Pick up the passage below on the OASAS Commissioner's address after its last sentence, and write the paragraph that comes next.

#### [Excerpt to read]
%%

OASAS regulates and funds the providers comprising the Northern Tier Coalition and is, in fact, the nation’s
largest and most diverse addiction prevention and treatment system. The Office supervises more than 1,300 local,
community-based chemical dependence treatment programs, such as St. Joseph’s, in Saranac Lake which collectively
serve about 110,000 persons state-wide on any given day in a wide range of comprehensive addiction services.
During her address, the Commissioner spoke passionately about, despite the challenges of constrained budgets,
the imperative to maintain the greatest availability of treatment to the estimated 46,000 men, women, and children
suffering from addiction in the Northern Tier’s service area.
To achieve this objective, the Commissioner cited three specific opportunities: improving access to services,
establishing an even more comprehensive treatment outcome tracking model, and encouraging individual providers
to become creative leaders in generating yet greater efficiencies without an increase in dollars expended.

%%

#### [Supplied material]
%%

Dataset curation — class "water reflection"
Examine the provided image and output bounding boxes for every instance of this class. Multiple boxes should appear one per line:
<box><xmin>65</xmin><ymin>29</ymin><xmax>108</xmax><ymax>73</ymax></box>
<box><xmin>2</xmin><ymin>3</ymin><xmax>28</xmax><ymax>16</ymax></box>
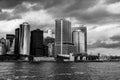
<box><xmin>0</xmin><ymin>62</ymin><xmax>120</xmax><ymax>80</ymax></box>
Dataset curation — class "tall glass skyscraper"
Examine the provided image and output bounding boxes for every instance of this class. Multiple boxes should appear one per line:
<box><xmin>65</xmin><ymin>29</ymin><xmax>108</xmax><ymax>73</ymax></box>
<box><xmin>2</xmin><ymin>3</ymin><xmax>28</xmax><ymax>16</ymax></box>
<box><xmin>72</xmin><ymin>27</ymin><xmax>87</xmax><ymax>54</ymax></box>
<box><xmin>19</xmin><ymin>22</ymin><xmax>30</xmax><ymax>55</ymax></box>
<box><xmin>55</xmin><ymin>19</ymin><xmax>72</xmax><ymax>44</ymax></box>
<box><xmin>55</xmin><ymin>19</ymin><xmax>75</xmax><ymax>56</ymax></box>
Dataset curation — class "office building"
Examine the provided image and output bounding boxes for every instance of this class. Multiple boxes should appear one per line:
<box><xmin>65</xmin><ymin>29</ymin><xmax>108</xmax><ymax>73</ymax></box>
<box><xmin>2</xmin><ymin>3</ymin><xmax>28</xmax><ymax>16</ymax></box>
<box><xmin>72</xmin><ymin>27</ymin><xmax>87</xmax><ymax>54</ymax></box>
<box><xmin>55</xmin><ymin>19</ymin><xmax>72</xmax><ymax>44</ymax></box>
<box><xmin>6</xmin><ymin>34</ymin><xmax>15</xmax><ymax>46</ymax></box>
<box><xmin>55</xmin><ymin>19</ymin><xmax>76</xmax><ymax>57</ymax></box>
<box><xmin>19</xmin><ymin>22</ymin><xmax>30</xmax><ymax>55</ymax></box>
<box><xmin>0</xmin><ymin>38</ymin><xmax>6</xmax><ymax>55</ymax></box>
<box><xmin>30</xmin><ymin>29</ymin><xmax>45</xmax><ymax>56</ymax></box>
<box><xmin>12</xmin><ymin>28</ymin><xmax>20</xmax><ymax>55</ymax></box>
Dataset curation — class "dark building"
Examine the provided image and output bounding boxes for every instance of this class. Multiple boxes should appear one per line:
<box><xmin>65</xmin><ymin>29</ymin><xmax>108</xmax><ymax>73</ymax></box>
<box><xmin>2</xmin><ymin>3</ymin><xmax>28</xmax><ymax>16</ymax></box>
<box><xmin>54</xmin><ymin>19</ymin><xmax>76</xmax><ymax>57</ymax></box>
<box><xmin>14</xmin><ymin>28</ymin><xmax>20</xmax><ymax>55</ymax></box>
<box><xmin>55</xmin><ymin>19</ymin><xmax>72</xmax><ymax>44</ymax></box>
<box><xmin>72</xmin><ymin>26</ymin><xmax>87</xmax><ymax>53</ymax></box>
<box><xmin>19</xmin><ymin>22</ymin><xmax>30</xmax><ymax>55</ymax></box>
<box><xmin>6</xmin><ymin>34</ymin><xmax>15</xmax><ymax>46</ymax></box>
<box><xmin>30</xmin><ymin>29</ymin><xmax>46</xmax><ymax>56</ymax></box>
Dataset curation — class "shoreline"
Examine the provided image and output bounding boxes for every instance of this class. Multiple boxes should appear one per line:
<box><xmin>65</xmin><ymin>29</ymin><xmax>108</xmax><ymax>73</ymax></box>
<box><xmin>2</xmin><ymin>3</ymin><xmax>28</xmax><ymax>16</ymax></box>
<box><xmin>0</xmin><ymin>60</ymin><xmax>120</xmax><ymax>63</ymax></box>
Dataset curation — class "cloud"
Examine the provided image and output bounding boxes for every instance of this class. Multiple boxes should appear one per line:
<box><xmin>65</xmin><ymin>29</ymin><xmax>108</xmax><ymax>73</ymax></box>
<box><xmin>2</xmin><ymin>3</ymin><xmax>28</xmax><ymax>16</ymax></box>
<box><xmin>110</xmin><ymin>35</ymin><xmax>120</xmax><ymax>41</ymax></box>
<box><xmin>88</xmin><ymin>40</ymin><xmax>120</xmax><ymax>48</ymax></box>
<box><xmin>0</xmin><ymin>19</ymin><xmax>24</xmax><ymax>33</ymax></box>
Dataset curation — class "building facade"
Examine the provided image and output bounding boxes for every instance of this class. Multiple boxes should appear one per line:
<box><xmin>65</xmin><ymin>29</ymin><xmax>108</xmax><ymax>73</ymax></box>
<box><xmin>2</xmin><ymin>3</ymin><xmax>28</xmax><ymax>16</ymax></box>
<box><xmin>6</xmin><ymin>34</ymin><xmax>15</xmax><ymax>46</ymax></box>
<box><xmin>55</xmin><ymin>19</ymin><xmax>76</xmax><ymax>57</ymax></box>
<box><xmin>19</xmin><ymin>22</ymin><xmax>30</xmax><ymax>55</ymax></box>
<box><xmin>72</xmin><ymin>27</ymin><xmax>87</xmax><ymax>54</ymax></box>
<box><xmin>30</xmin><ymin>29</ymin><xmax>45</xmax><ymax>56</ymax></box>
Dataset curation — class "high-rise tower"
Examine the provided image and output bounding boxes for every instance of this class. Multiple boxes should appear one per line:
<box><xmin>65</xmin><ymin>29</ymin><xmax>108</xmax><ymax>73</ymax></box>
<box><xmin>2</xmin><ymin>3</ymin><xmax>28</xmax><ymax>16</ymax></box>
<box><xmin>19</xmin><ymin>22</ymin><xmax>30</xmax><ymax>55</ymax></box>
<box><xmin>55</xmin><ymin>19</ymin><xmax>72</xmax><ymax>44</ymax></box>
<box><xmin>55</xmin><ymin>19</ymin><xmax>75</xmax><ymax>56</ymax></box>
<box><xmin>72</xmin><ymin>27</ymin><xmax>87</xmax><ymax>54</ymax></box>
<box><xmin>30</xmin><ymin>29</ymin><xmax>44</xmax><ymax>56</ymax></box>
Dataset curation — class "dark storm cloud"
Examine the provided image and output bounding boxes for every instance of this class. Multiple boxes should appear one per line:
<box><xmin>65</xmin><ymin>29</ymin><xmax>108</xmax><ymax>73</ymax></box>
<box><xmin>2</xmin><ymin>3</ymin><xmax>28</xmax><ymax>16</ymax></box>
<box><xmin>0</xmin><ymin>12</ymin><xmax>10</xmax><ymax>20</ymax></box>
<box><xmin>0</xmin><ymin>0</ymin><xmax>64</xmax><ymax>8</ymax></box>
<box><xmin>65</xmin><ymin>0</ymin><xmax>98</xmax><ymax>12</ymax></box>
<box><xmin>110</xmin><ymin>35</ymin><xmax>120</xmax><ymax>41</ymax></box>
<box><xmin>88</xmin><ymin>40</ymin><xmax>120</xmax><ymax>48</ymax></box>
<box><xmin>0</xmin><ymin>0</ymin><xmax>120</xmax><ymax>24</ymax></box>
<box><xmin>106</xmin><ymin>0</ymin><xmax>120</xmax><ymax>4</ymax></box>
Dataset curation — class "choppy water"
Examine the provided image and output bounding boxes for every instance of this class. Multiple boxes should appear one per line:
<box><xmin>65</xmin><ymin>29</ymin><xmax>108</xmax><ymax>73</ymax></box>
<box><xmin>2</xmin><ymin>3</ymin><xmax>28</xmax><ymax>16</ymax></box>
<box><xmin>0</xmin><ymin>62</ymin><xmax>120</xmax><ymax>80</ymax></box>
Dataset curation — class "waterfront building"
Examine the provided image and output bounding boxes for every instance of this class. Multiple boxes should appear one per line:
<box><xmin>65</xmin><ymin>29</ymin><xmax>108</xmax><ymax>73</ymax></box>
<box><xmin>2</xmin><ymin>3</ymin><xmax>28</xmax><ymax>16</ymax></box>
<box><xmin>43</xmin><ymin>29</ymin><xmax>53</xmax><ymax>38</ymax></box>
<box><xmin>5</xmin><ymin>39</ymin><xmax>10</xmax><ymax>52</ymax></box>
<box><xmin>55</xmin><ymin>19</ymin><xmax>72</xmax><ymax>44</ymax></box>
<box><xmin>47</xmin><ymin>43</ymin><xmax>54</xmax><ymax>57</ymax></box>
<box><xmin>6</xmin><ymin>34</ymin><xmax>15</xmax><ymax>46</ymax></box>
<box><xmin>55</xmin><ymin>19</ymin><xmax>76</xmax><ymax>57</ymax></box>
<box><xmin>72</xmin><ymin>27</ymin><xmax>87</xmax><ymax>54</ymax></box>
<box><xmin>0</xmin><ymin>38</ymin><xmax>6</xmax><ymax>55</ymax></box>
<box><xmin>19</xmin><ymin>22</ymin><xmax>30</xmax><ymax>55</ymax></box>
<box><xmin>30</xmin><ymin>29</ymin><xmax>45</xmax><ymax>56</ymax></box>
<box><xmin>12</xmin><ymin>28</ymin><xmax>20</xmax><ymax>55</ymax></box>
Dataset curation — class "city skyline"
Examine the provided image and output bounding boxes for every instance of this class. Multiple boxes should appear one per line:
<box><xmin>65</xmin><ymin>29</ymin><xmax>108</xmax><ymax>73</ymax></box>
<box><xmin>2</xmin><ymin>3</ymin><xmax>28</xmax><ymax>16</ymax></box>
<box><xmin>0</xmin><ymin>0</ymin><xmax>120</xmax><ymax>55</ymax></box>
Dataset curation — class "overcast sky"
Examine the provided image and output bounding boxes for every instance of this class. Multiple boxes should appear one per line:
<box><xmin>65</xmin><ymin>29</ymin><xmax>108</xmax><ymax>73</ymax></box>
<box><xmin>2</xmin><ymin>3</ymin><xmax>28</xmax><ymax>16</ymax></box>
<box><xmin>0</xmin><ymin>0</ymin><xmax>120</xmax><ymax>55</ymax></box>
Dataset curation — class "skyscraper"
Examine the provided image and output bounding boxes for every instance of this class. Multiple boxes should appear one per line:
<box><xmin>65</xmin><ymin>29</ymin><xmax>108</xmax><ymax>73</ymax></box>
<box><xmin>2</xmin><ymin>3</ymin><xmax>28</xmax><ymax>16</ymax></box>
<box><xmin>6</xmin><ymin>34</ymin><xmax>15</xmax><ymax>46</ymax></box>
<box><xmin>14</xmin><ymin>28</ymin><xmax>20</xmax><ymax>55</ymax></box>
<box><xmin>55</xmin><ymin>19</ymin><xmax>75</xmax><ymax>56</ymax></box>
<box><xmin>30</xmin><ymin>29</ymin><xmax>44</xmax><ymax>56</ymax></box>
<box><xmin>72</xmin><ymin>27</ymin><xmax>87</xmax><ymax>54</ymax></box>
<box><xmin>55</xmin><ymin>19</ymin><xmax>72</xmax><ymax>44</ymax></box>
<box><xmin>19</xmin><ymin>22</ymin><xmax>30</xmax><ymax>55</ymax></box>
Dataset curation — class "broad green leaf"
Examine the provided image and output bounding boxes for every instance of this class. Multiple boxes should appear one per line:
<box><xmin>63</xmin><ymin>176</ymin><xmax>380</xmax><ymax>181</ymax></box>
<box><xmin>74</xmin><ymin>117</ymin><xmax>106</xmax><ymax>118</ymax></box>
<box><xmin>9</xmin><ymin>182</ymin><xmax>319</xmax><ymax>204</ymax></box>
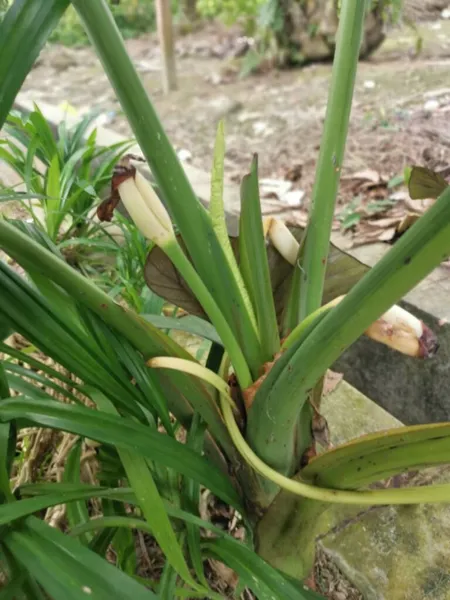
<box><xmin>2</xmin><ymin>517</ymin><xmax>157</xmax><ymax>600</ymax></box>
<box><xmin>301</xmin><ymin>423</ymin><xmax>450</xmax><ymax>489</ymax></box>
<box><xmin>239</xmin><ymin>156</ymin><xmax>280</xmax><ymax>362</ymax></box>
<box><xmin>0</xmin><ymin>221</ymin><xmax>237</xmax><ymax>468</ymax></box>
<box><xmin>408</xmin><ymin>167</ymin><xmax>448</xmax><ymax>200</ymax></box>
<box><xmin>141</xmin><ymin>314</ymin><xmax>222</xmax><ymax>346</ymax></box>
<box><xmin>0</xmin><ymin>0</ymin><xmax>70</xmax><ymax>129</ymax></box>
<box><xmin>145</xmin><ymin>227</ymin><xmax>369</xmax><ymax>322</ymax></box>
<box><xmin>0</xmin><ymin>398</ymin><xmax>245</xmax><ymax>514</ymax></box>
<box><xmin>247</xmin><ymin>188</ymin><xmax>450</xmax><ymax>480</ymax></box>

%%

#### [Output for this task]
One of the Commissioner’s personal goals is to not impose budget cuts across the board, and therefore reduce
services, but for providers to work more innovatively. “You all do great work,” she encouraged, “and we must all
think about creative approaches to expand available resources to maintain services. There’s nothing we can’t do
if we work together. Together, let’s go to the gold standard.”
St. Joseph’s, which operates its Inpatient facility in Saranac Lake, as well as Outpatient clinics in Saranac Lake,
Lake Placid, Ticonderoga, Malone, and Elizabethtown, received a Public Service Award from OASAS for increasing
communitiy knowledge of the field of chemical dependency.